| Directions |
Filter this material down to the lines that contain the string "below", and return those lines.

| Data for analysis |
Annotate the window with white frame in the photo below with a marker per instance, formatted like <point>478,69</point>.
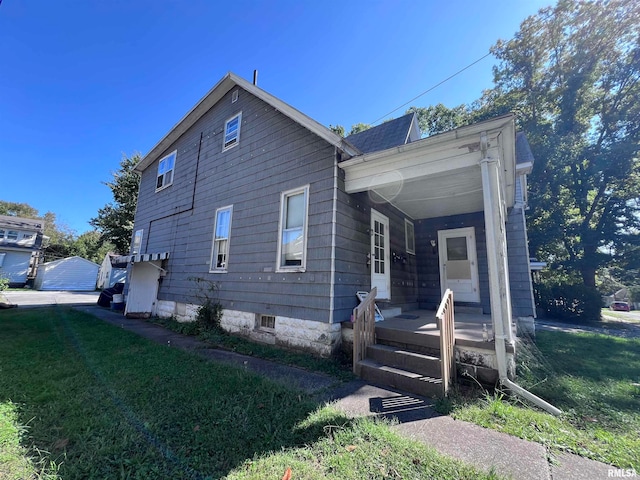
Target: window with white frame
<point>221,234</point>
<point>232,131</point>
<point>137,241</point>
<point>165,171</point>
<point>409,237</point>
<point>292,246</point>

--

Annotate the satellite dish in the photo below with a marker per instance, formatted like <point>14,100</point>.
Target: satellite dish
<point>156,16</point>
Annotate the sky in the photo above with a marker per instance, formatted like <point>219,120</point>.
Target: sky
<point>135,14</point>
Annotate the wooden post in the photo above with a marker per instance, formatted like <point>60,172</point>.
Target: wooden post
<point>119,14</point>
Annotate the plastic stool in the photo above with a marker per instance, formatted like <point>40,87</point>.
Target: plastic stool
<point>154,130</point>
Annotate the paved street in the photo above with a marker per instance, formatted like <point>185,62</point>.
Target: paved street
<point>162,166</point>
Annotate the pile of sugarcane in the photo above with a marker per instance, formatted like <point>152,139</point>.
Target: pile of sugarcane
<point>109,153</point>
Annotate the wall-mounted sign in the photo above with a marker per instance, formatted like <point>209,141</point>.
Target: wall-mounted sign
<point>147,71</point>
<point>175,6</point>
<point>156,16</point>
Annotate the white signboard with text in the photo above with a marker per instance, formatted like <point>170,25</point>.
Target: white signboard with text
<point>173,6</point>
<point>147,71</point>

| Response to this task |
Annotate the window with white frame in the photo below with a marker per instance, formatted like <point>478,69</point>.
Annotate the satellite dish in the photo below with a marker per instance, formatted like <point>14,100</point>.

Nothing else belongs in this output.